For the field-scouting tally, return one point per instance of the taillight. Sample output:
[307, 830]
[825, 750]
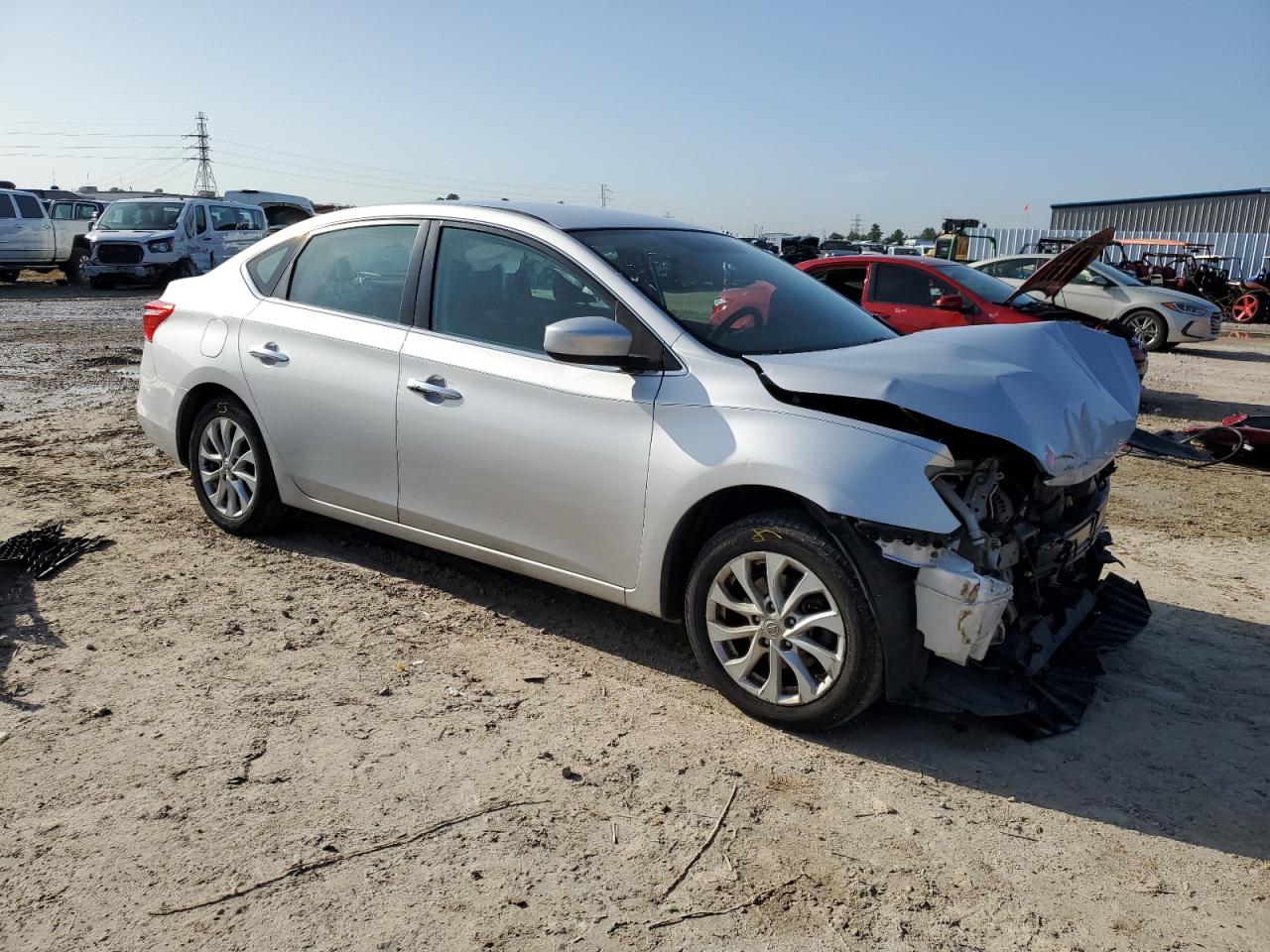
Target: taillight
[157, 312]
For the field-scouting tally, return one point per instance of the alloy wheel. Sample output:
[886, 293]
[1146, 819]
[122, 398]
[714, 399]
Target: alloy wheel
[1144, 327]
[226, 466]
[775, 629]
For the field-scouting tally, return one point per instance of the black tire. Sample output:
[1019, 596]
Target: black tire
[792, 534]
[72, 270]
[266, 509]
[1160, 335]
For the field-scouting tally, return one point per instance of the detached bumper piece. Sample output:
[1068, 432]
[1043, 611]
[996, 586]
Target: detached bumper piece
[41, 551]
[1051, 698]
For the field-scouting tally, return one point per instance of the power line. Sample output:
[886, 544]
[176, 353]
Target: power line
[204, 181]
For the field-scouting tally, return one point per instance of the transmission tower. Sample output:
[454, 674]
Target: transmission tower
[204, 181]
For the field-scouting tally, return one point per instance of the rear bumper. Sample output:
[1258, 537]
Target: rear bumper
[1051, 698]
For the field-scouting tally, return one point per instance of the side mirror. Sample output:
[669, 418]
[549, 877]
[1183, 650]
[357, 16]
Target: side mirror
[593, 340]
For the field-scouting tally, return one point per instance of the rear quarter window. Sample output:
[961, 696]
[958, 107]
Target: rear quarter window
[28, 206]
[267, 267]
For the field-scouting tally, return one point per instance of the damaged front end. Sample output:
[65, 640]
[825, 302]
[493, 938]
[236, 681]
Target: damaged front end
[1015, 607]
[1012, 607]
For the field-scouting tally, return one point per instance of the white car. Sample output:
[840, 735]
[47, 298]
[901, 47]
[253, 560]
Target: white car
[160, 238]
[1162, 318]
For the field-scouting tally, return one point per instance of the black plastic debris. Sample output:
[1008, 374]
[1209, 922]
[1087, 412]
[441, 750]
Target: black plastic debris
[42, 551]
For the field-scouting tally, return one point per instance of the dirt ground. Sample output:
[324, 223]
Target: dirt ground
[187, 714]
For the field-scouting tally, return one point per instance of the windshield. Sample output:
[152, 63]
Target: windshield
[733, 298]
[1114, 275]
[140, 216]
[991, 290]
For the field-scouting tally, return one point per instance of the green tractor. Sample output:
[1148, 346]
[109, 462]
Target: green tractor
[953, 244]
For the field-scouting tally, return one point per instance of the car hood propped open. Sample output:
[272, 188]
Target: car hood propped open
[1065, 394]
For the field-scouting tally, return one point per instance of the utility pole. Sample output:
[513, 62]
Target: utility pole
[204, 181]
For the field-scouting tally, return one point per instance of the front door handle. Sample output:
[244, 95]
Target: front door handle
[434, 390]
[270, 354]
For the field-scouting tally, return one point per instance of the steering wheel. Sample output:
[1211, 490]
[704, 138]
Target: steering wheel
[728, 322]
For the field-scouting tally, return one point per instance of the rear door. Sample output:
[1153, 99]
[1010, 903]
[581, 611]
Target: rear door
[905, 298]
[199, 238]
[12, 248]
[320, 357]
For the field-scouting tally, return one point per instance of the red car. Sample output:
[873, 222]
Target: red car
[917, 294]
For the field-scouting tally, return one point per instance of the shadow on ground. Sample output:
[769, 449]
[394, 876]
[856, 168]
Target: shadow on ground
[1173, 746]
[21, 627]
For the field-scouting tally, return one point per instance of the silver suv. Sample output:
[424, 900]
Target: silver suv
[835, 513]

========================================

EXERCISE DETAILS:
Render every line of the items above as a Markdown table with the columns "Row" (a running count) and "Line" (the line's text). Omit blank lines and the picture lines.

RESULT OF THE TASK:
| Row | Line |
|---|---|
| 1 | For the field-scouting tally, return one point per instance of the taillight. Sample output: |
| 2 | [307, 830] |
| 3 | [825, 750] |
| 4 | Target: taillight |
| 5 | [157, 312] |
| 6 | For the field-scouting tally, return one point per instance of the alloy wheel. Sample output: |
| 7 | [886, 293] |
| 8 | [1146, 819] |
| 9 | [122, 398] |
| 10 | [714, 399] |
| 11 | Target: alloy wheel |
| 12 | [1144, 327] |
| 13 | [226, 466] |
| 14 | [775, 629] |
| 15 | For the field-scouting tally, return one point per instance of the black tire. Sample output: |
| 16 | [1019, 596] |
| 17 | Target: black tire |
| 18 | [792, 534] |
| 19 | [72, 270] |
| 20 | [266, 509] |
| 21 | [1160, 335] |
| 22 | For the field-scouting tally, return one point per instance of the detached bumper piece. Sample output: |
| 23 | [1068, 432] |
| 24 | [1043, 611] |
| 25 | [996, 586] |
| 26 | Target: detached bumper piece |
| 27 | [41, 551] |
| 28 | [1051, 698] |
| 29 | For the field-scouting tally, return one point per instance of the power line. Sample output: |
| 30 | [886, 544] |
| 31 | [176, 353] |
| 32 | Target: power line |
| 33 | [204, 181] |
| 34 | For the field-scouting tally, return one point per instance of the transmission tower. Sample output: |
| 35 | [454, 674] |
| 36 | Target: transmission tower |
| 37 | [204, 181] |
| 38 | For the field-scouting tally, return one point per instance of the rear bumper. Sample output: |
| 39 | [1258, 537] |
| 40 | Target: rear bumper |
| 41 | [1051, 698] |
| 42 | For the field-scouting tally, return one point per instance of the side mirror. Sample output: |
| 43 | [669, 418] |
| 44 | [549, 877] |
| 45 | [1183, 650] |
| 46 | [357, 16] |
| 47 | Target: side mirror |
| 48 | [593, 340] |
| 49 | For the field-scouting tally, return one point per instance of the rear quarter window. Sample output: |
| 50 | [961, 696] |
| 51 | [958, 107] |
| 52 | Target: rear quarter window |
| 53 | [28, 206] |
| 54 | [267, 267] |
| 55 | For the field-scouting tally, return one point per instance of the damaged front end. Sample output: |
| 56 | [65, 640] |
| 57 | [825, 302] |
| 58 | [493, 938] |
| 59 | [236, 681] |
| 60 | Target: damaged front end |
| 61 | [1015, 607] |
| 62 | [1012, 607] |
| 63 | For the field-scouting tally, return one point per instance of the white car. Sample output: |
| 64 | [840, 735] |
| 65 | [47, 298] |
| 66 | [901, 47] |
| 67 | [253, 560] |
| 68 | Target: white car |
| 69 | [160, 238] |
| 70 | [1162, 318] |
| 71 | For the field-scouting tally, return one point per instance of the black plastic debris. Sample output: |
| 72 | [1008, 374] |
| 73 | [1209, 922] |
| 74 | [1087, 412] |
| 75 | [441, 750] |
| 76 | Target: black plastic debris |
| 77 | [42, 551] |
| 78 | For the field-scouting tally, return one point per instance of the dirt ground. Sample output: |
| 79 | [324, 223] |
| 80 | Target: dirt ground |
| 81 | [187, 714] |
| 82 | For the field-scouting tally, return one point per instance of the windshield. Sample output: |
| 83 | [152, 63] |
| 84 | Target: windshield |
| 85 | [733, 298] |
| 86 | [1114, 275] |
| 87 | [140, 216] |
| 88 | [991, 290] |
| 89 | For the field-scouting tally, return one point per instance of the green tractor. Sample output: |
| 90 | [1148, 346] |
| 91 | [109, 462] |
| 92 | Target: green tractor |
| 93 | [953, 244] |
| 94 | For the field-scouting tally, return one point per instance of the car hood propped open. Sample output: |
| 95 | [272, 188] |
| 96 | Target: car hood propped open |
| 97 | [1065, 394] |
| 98 | For the field-scouting tally, return one point per instance of the utility pole. Sample output: |
| 99 | [513, 62] |
| 100 | Target: utility pole |
| 101 | [204, 181] |
| 102 | For the field-scouting tally, return one point per instance of the front door handle. Sample output: |
| 103 | [244, 95] |
| 104 | Target: front door handle |
| 105 | [434, 390] |
| 106 | [270, 354] |
| 107 | For the field-scouting tally, return one point per instance of the steering wheel. Sample output: |
| 108 | [1211, 490] |
| 109 | [704, 138] |
| 110 | Target: steering wheel |
| 111 | [728, 322] |
| 112 | For the field-scouting tally, return one point per instance of the rear door. Sample output: |
| 113 | [1153, 99] |
| 114 | [1010, 903] |
| 115 | [581, 611] |
| 116 | Target: rear door |
| 117 | [905, 298] |
| 118 | [199, 238] |
| 119 | [12, 248] |
| 120 | [320, 357] |
| 121 | For the field-scouting tally, return one point per instance of the red car. Sample output: |
| 122 | [873, 222] |
| 123 | Target: red car |
| 124 | [917, 294] |
| 125 | For the field-scouting tally, return one point per instance of the shadow on ground. Sample output: |
| 126 | [769, 449] |
| 127 | [394, 876] |
| 128 | [856, 168] |
| 129 | Target: shadow on ground |
| 130 | [1173, 746] |
| 131 | [21, 627] |
| 132 | For the field-scouting tally, return one point per instance of the silver suv. Sample output: |
| 133 | [424, 900] |
| 134 | Target: silver suv |
| 135 | [835, 513] |